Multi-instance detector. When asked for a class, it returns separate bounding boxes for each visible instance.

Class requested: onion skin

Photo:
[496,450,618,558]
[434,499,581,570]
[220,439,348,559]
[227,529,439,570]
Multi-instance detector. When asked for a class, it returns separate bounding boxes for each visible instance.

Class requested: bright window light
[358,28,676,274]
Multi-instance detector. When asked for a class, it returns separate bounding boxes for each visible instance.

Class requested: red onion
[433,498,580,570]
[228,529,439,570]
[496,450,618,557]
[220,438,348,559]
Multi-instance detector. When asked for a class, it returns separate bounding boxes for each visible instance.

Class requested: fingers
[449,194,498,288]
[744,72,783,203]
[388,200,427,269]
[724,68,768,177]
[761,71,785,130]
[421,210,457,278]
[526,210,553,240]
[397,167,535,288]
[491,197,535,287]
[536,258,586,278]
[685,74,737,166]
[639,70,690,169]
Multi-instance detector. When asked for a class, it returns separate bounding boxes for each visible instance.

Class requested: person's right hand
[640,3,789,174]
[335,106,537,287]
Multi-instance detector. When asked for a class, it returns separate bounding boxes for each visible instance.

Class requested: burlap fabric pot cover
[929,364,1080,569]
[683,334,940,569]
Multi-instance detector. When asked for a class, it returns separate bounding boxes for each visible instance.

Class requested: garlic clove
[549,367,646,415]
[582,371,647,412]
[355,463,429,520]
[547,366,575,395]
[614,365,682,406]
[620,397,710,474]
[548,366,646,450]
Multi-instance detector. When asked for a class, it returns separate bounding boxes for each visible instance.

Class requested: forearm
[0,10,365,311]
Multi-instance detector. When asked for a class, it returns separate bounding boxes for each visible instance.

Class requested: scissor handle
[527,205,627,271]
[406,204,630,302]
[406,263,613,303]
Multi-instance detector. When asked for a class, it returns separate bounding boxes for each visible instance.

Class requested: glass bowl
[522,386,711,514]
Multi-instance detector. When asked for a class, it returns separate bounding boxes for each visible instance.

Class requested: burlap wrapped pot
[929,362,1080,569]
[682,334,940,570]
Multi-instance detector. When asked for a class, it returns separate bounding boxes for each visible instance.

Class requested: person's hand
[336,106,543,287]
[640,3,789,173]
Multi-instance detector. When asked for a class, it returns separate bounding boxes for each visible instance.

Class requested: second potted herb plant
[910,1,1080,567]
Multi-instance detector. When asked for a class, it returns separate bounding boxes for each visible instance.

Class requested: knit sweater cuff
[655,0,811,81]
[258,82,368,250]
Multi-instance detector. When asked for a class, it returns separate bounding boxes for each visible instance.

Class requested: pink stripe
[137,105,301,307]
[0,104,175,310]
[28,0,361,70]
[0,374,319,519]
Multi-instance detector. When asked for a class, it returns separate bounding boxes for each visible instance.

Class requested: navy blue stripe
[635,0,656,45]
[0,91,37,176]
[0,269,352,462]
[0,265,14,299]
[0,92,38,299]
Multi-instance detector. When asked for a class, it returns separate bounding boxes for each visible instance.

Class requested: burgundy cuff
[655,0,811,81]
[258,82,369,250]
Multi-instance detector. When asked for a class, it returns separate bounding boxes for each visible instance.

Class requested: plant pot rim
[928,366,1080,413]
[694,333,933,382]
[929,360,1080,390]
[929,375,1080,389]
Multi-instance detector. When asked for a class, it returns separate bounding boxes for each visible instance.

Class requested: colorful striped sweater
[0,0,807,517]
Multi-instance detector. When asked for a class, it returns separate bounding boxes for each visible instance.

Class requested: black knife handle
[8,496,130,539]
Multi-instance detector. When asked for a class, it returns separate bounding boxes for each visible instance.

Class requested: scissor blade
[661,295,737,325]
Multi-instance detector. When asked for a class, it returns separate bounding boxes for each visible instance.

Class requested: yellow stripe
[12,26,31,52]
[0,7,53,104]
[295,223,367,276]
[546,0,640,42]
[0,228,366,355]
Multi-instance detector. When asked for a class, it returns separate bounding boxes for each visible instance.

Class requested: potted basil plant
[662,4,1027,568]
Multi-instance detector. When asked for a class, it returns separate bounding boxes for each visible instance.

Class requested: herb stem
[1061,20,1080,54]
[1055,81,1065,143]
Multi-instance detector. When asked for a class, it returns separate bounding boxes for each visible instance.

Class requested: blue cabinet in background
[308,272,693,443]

Work instruction: Every entry above must be returned word for word.

Response below:
Multi-instance detector. When asked for a class, it returns separate bounding boxes for each visible instance.

Class requested: onion skin

Photo:
[496,450,618,558]
[434,499,581,570]
[220,439,348,559]
[227,529,439,570]
Multi-instance detector. When asked for a class, it returns separate bounding boxes for each visible instance.

Class requested: bright window light
[358,28,676,274]
Multi-instance detector. When asked for a class, it returns separate bounding boxes for each visible instance.

Class requested: red onion
[433,498,580,570]
[228,529,439,570]
[496,450,618,557]
[220,438,348,559]
Multi-instance detector. When asked for a class, it returns separate bounding boxes for each visible instance.

Class requested: fingers
[449,194,498,288]
[744,72,783,203]
[388,200,427,269]
[724,68,768,177]
[761,71,785,130]
[421,210,457,278]
[526,210,553,240]
[397,167,535,288]
[491,197,535,287]
[536,258,586,278]
[685,74,737,166]
[639,70,690,169]
Multi-instance detector. When asked for a class, it returns separate bounding boxes for each visible instance.

Class requested: person's right hand
[640,3,789,174]
[335,106,537,287]
Multi-instance detector. When asked for a class, it returns separate bounding boxes for each visible instance.

Class requested: burlap fabric pot cover
[929,364,1080,569]
[683,334,940,569]
Multi-instance detector. When asked for a class, it returns separate bounding boxes for each visible instance.

Class requested: garlic clove
[549,367,646,415]
[582,371,647,412]
[355,463,429,520]
[547,366,575,395]
[614,365,682,406]
[620,397,710,474]
[548,366,646,450]
Multi-instance detector. When asked for a class, it returns separate bounding boxes for each visible instance.

Class requested: forearm
[0,10,365,311]
Multi-instance detector. When asked for a class, it returns separate bounding boxes for each visible instance.

Class requested: scissor handle
[527,205,627,271]
[406,204,630,302]
[406,263,613,303]
Multi-instance detector. When asked for a class, it returns separate bounding boxes for each visible instance.

Class requested: glass bowl
[522,386,711,514]
Multi-instance detector. When asked for a class, it returns separate bounding boxes for each visible instance.

Class requested: burlap wrapped pot
[929,362,1080,569]
[682,334,940,570]
Multi-instance detector. When asked for a class, it returns separate bounding boxes for each visible instance.

Class requested: person's hand
[336,106,543,287]
[640,3,789,173]
Multi-instance detector. When asked for a class, it returns separate bounding boxes for each visible instance.

Class requested: second potted herb plant
[910,1,1080,567]
Multi-instance detector. When asked for a class, it returns separate bounding boxes for each visible instance.

Class requested: knit sweater cuff
[655,0,811,81]
[258,82,368,250]
Multi-instance detector. When asked for a class, it returns separate bounding boxes for each visible instance.

Class requested: pink stripe
[137,105,301,307]
[0,104,175,310]
[28,0,361,70]
[0,374,319,519]
Multi-instance detector. When asked for a class, it returns separate bounding boxes for each visible instance.

Class requested: navy blue stripe
[635,0,656,45]
[0,91,37,176]
[0,269,352,462]
[0,265,14,299]
[0,92,38,299]
Multi-instance detector. When asked for a class, it returns separate bounding boxes for each visible instance.

Class requested: burgundy cuff
[655,0,811,81]
[258,82,369,250]
Multi-instance detector. When asked for a class, it returns separate bounding boxes for each visible instance.

Class requested: plant pot rim
[928,366,1080,413]
[694,333,933,382]
[929,360,1080,390]
[929,375,1080,389]
Multi-instance detector. When asked for a class, it returns separate bounding boxes for each visible instance.

Class requested: colorful striped sweater
[0,0,807,517]
Multi-instance detector. When asked for a class, it returns separate bounding boxes for each visible instance.

Class requested: black knife handle
[8,496,130,539]
Multi-instance detector. When asked for a class, it returns separate bounding boxes for each visible instance.

Class requested: scissor blade
[661,295,737,325]
Multi-instance detector. When asked for a class, it returns separate bounding boxes for each visible instance.

Class requested: yellow stripe
[12,26,31,52]
[0,7,53,104]
[295,223,367,276]
[546,0,640,42]
[0,228,366,355]
Multi-instance detector. When asked for a class, it returns separate bounding boxes for each visible instance.

Class requested: potted basil plant
[662,4,1027,568]
Multi-instance detector. When asked for a class, it returns separate bounding boxes for each visible instance.

Class requested: herb stem
[1061,20,1080,54]
[1055,81,1065,143]
Multi-instance detector. When asked for a class, it returns separate bounding boxes for each visible instance.

Class requested: blue cabinet in background
[308,272,693,443]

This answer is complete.